▶ [Records for processing]
====

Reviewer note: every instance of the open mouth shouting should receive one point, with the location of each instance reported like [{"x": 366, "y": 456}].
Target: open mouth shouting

====

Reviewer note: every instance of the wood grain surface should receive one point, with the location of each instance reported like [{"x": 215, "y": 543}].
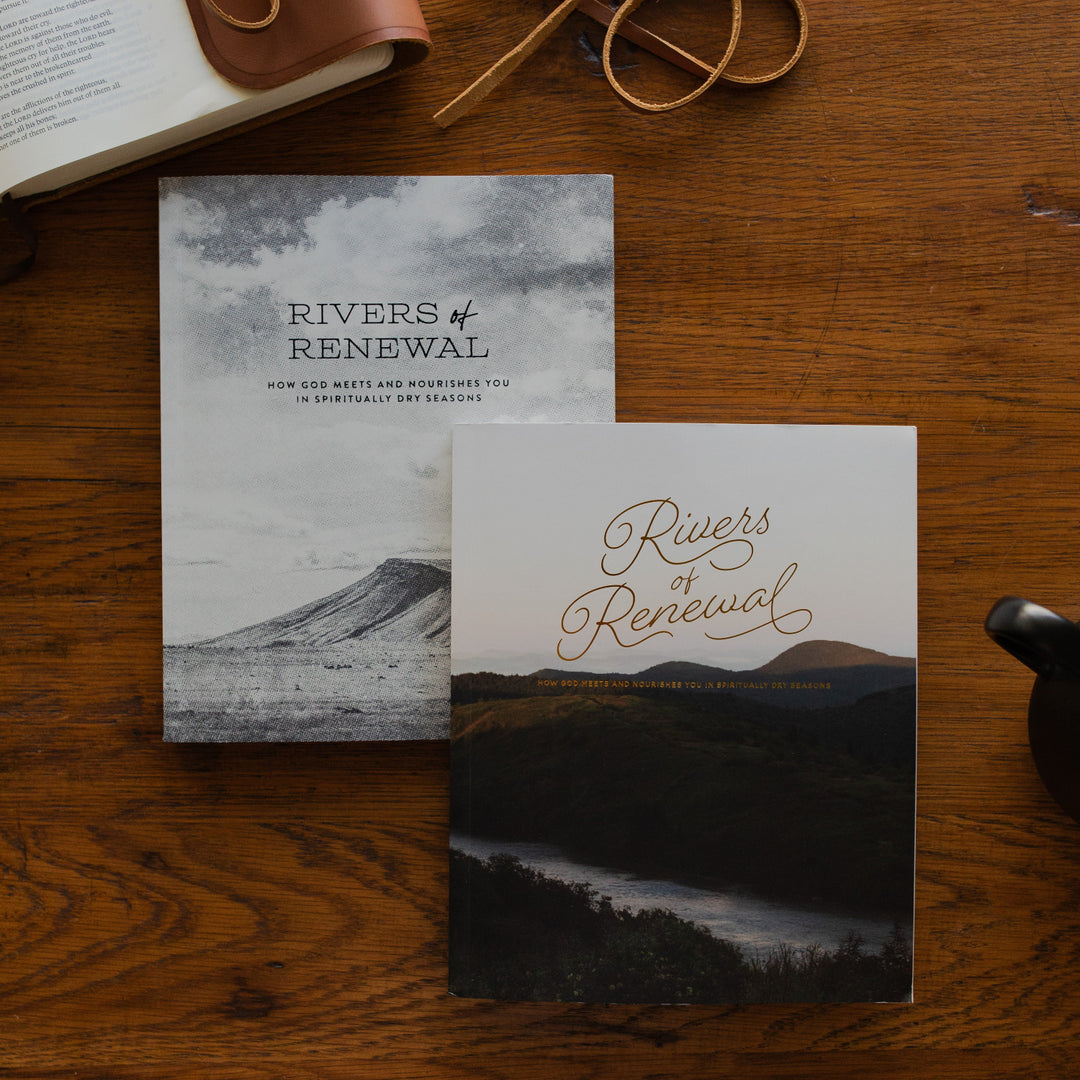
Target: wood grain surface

====

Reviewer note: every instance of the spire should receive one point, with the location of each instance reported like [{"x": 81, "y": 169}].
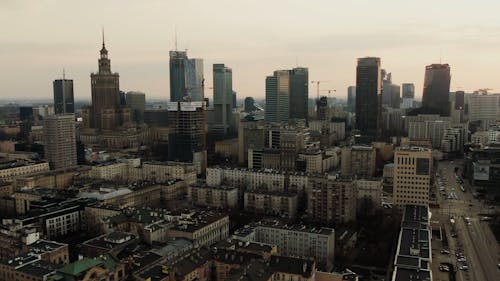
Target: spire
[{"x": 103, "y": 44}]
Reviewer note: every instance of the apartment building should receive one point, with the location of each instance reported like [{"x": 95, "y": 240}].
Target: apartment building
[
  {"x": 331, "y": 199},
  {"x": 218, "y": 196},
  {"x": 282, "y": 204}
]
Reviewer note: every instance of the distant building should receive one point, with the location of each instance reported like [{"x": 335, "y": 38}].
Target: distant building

====

Every line above from the line with "Target: spire" to the line with "Target: distant building", inclusive, must be returned exactly; no other line belongs in the reply.

Target: spire
[{"x": 103, "y": 44}]
Reviewer note: every instance of the apartment building should receive one point, with the location of each instance reported like [{"x": 95, "y": 240}].
Target: apartment building
[
  {"x": 331, "y": 199},
  {"x": 218, "y": 196},
  {"x": 282, "y": 204}
]
Reviewer note: every instance of the distant building should receive one point, with the location of each instance reported like [{"x": 335, "y": 38}].
Target: distant building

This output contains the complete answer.